*** Opening of INFORMATION GIVEN ***
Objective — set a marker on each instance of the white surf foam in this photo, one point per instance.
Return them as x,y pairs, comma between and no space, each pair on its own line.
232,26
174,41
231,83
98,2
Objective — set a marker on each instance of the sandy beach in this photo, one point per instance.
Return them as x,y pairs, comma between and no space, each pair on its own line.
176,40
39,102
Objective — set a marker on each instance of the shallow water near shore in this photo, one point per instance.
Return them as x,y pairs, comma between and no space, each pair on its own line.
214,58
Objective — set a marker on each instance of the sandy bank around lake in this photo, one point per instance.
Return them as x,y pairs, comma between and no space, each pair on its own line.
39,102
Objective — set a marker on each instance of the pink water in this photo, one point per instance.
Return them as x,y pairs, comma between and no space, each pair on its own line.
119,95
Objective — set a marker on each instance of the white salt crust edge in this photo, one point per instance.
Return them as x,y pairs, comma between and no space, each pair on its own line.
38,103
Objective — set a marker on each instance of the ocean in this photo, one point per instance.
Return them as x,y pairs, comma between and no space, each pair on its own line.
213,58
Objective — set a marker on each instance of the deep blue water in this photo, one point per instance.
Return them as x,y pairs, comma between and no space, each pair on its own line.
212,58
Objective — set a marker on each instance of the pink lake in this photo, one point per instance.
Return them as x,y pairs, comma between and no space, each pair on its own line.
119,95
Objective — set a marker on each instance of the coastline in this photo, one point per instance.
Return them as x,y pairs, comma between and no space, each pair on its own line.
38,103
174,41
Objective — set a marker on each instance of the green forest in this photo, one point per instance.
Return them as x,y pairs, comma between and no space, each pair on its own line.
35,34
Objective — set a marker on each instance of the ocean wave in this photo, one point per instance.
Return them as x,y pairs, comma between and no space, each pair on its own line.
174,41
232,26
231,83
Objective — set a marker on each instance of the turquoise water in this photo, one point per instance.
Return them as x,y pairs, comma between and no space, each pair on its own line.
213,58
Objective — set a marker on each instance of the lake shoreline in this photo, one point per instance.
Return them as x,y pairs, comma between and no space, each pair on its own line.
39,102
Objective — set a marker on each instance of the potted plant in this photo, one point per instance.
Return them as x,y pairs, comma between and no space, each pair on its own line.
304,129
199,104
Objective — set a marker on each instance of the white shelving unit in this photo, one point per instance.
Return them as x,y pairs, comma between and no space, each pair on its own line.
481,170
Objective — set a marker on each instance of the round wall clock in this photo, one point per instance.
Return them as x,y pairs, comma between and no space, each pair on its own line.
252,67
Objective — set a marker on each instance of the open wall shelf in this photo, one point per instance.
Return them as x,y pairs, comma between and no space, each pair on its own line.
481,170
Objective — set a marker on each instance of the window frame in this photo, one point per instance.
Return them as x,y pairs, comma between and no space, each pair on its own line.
*** Close of INFORMATION GIVEN ***
TASK OBJECTIVE :: Only a number is expected: the count of lines in the entries that include the string "pink".

ANSWER SPACE :: 2